--- GIVEN PROBLEM ---
Please output as a JSON list of strings, one per line and skipping blank lines, the lines from the one with "Task: each instance of the building" to the one with "200], [5, 127]]", both included.

--- Coordinate labeling data ---
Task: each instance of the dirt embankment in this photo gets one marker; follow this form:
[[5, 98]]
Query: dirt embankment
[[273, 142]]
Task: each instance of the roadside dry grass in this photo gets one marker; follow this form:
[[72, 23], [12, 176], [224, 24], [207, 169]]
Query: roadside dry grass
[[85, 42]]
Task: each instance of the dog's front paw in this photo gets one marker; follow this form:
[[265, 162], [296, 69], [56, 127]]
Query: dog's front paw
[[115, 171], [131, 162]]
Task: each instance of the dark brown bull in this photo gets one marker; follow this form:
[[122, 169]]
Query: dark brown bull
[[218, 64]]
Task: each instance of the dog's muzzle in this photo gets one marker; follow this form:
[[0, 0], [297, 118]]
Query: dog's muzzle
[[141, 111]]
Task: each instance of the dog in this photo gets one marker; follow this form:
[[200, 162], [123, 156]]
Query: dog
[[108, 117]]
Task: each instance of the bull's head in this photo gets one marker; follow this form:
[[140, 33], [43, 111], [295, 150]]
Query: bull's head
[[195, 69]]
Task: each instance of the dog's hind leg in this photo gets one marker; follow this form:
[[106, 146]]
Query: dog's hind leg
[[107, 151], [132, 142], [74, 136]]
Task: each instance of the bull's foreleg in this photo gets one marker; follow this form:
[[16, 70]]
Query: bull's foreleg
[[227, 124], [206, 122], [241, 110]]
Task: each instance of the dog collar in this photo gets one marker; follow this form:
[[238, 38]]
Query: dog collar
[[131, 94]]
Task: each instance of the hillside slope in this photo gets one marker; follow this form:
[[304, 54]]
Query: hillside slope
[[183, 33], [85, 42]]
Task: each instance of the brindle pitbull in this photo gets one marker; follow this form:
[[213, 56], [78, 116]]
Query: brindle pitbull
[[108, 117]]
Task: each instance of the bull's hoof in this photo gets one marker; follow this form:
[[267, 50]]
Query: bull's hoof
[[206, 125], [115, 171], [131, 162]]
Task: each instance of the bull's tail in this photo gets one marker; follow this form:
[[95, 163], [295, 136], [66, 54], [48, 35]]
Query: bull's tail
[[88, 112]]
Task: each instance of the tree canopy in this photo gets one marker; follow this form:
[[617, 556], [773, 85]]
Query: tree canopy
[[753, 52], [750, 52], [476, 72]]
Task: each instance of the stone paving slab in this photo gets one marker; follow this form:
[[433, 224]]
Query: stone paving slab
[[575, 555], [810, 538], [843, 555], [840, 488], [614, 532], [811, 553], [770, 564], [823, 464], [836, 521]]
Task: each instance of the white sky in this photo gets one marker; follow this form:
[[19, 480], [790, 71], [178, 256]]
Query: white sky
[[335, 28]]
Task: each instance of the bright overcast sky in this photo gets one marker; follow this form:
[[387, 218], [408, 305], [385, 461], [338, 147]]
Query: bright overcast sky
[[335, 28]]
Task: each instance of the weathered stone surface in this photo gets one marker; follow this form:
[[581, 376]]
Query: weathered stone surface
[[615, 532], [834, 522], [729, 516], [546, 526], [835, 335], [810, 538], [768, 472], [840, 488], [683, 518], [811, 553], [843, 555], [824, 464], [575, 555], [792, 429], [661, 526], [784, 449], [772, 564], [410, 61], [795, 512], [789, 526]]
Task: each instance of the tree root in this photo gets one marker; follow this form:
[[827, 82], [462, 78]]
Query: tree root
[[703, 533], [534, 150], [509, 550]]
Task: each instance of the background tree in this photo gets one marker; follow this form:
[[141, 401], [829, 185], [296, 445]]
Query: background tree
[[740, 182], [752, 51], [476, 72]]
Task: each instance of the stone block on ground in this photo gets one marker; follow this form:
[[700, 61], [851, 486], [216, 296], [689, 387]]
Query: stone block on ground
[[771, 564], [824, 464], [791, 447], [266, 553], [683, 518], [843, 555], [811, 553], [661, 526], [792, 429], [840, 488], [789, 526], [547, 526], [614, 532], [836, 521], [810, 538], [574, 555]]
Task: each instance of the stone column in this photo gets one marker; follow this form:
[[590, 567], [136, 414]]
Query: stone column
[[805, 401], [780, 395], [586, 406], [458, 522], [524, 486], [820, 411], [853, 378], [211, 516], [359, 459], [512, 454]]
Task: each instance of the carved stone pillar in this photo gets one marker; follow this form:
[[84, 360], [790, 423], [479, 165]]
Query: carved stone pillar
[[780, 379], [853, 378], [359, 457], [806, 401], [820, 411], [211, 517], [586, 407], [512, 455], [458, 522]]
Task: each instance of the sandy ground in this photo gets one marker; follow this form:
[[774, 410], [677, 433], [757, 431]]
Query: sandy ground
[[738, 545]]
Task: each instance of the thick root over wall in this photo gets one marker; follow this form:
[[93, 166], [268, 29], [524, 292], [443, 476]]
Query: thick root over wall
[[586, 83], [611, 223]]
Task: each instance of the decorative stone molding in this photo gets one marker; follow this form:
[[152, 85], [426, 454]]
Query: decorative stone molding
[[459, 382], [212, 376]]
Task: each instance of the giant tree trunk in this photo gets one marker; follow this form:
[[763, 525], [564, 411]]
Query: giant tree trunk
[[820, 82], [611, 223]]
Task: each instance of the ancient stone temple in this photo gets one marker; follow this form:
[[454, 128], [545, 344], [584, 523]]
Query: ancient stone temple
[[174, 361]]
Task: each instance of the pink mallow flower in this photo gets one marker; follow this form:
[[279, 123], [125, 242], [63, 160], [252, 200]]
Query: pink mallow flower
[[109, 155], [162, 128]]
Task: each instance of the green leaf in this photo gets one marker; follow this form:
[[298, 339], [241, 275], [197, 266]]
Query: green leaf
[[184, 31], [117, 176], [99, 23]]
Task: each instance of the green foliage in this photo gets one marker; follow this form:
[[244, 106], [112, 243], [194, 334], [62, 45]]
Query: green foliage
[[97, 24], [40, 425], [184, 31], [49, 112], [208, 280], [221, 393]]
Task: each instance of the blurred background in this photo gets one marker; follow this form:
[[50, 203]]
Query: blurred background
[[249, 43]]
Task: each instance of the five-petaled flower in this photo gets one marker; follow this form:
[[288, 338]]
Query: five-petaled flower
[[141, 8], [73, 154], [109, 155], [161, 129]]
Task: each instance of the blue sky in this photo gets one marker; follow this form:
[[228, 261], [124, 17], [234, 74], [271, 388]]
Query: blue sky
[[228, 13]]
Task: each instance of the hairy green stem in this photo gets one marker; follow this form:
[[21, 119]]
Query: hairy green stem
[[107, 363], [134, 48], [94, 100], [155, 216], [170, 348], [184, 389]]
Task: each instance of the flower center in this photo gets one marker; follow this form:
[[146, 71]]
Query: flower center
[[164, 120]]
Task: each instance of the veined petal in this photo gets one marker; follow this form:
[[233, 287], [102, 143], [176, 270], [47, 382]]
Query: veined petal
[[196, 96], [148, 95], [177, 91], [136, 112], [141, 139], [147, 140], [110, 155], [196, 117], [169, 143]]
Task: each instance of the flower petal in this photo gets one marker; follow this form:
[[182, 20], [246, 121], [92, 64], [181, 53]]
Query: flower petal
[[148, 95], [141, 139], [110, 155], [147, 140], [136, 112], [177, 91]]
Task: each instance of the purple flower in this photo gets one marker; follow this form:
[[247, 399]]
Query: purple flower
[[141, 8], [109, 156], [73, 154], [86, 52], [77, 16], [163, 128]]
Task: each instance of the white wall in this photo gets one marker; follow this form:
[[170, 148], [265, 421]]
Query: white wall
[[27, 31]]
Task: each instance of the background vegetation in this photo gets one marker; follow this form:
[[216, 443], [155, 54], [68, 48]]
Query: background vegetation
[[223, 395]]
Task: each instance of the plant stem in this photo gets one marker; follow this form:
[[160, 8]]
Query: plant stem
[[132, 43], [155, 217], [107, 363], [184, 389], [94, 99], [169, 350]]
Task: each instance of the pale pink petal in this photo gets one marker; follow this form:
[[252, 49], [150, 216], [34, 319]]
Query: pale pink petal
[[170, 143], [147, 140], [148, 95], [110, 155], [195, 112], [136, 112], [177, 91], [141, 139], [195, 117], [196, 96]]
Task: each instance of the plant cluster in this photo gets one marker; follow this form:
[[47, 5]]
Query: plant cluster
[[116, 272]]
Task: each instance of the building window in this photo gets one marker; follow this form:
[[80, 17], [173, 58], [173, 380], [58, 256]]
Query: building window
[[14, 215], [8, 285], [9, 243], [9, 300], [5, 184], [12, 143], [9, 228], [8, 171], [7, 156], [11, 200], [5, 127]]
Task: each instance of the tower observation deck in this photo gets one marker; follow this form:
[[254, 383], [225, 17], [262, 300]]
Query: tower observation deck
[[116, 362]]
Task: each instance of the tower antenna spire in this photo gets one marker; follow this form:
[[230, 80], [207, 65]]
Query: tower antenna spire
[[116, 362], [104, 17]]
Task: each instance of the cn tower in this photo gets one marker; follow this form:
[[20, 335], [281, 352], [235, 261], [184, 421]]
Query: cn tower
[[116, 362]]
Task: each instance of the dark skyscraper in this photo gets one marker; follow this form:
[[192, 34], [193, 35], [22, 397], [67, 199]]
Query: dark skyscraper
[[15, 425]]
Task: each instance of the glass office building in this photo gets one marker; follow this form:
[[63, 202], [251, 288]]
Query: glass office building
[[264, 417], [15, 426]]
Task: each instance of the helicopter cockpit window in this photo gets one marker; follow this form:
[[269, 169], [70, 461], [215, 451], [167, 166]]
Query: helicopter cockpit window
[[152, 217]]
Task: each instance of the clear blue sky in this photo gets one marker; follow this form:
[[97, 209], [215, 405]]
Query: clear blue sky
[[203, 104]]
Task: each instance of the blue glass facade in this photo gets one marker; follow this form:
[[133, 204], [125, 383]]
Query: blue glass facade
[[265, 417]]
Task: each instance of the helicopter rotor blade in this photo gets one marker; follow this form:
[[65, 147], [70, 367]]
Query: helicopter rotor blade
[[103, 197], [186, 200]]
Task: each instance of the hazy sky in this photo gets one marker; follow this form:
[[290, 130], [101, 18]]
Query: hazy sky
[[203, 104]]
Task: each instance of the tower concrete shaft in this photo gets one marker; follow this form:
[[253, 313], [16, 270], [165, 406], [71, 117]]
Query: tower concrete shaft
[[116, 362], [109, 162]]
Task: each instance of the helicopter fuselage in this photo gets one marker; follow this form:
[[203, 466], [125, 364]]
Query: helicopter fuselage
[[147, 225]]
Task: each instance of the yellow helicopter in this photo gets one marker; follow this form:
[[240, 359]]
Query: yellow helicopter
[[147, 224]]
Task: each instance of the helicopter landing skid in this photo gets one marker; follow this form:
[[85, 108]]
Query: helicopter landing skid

--- ANSWER BELOW ---
[
  "Task: each instance of the building window in this photo gets one marker; follow this form:",
  "[[80, 17], [173, 58], [173, 380], [58, 256]]",
  "Query: building window",
  "[[14, 215], [8, 285], [9, 243], [9, 300], [5, 184], [12, 143], [9, 228], [8, 171], [7, 156], [11, 200], [5, 127]]"
]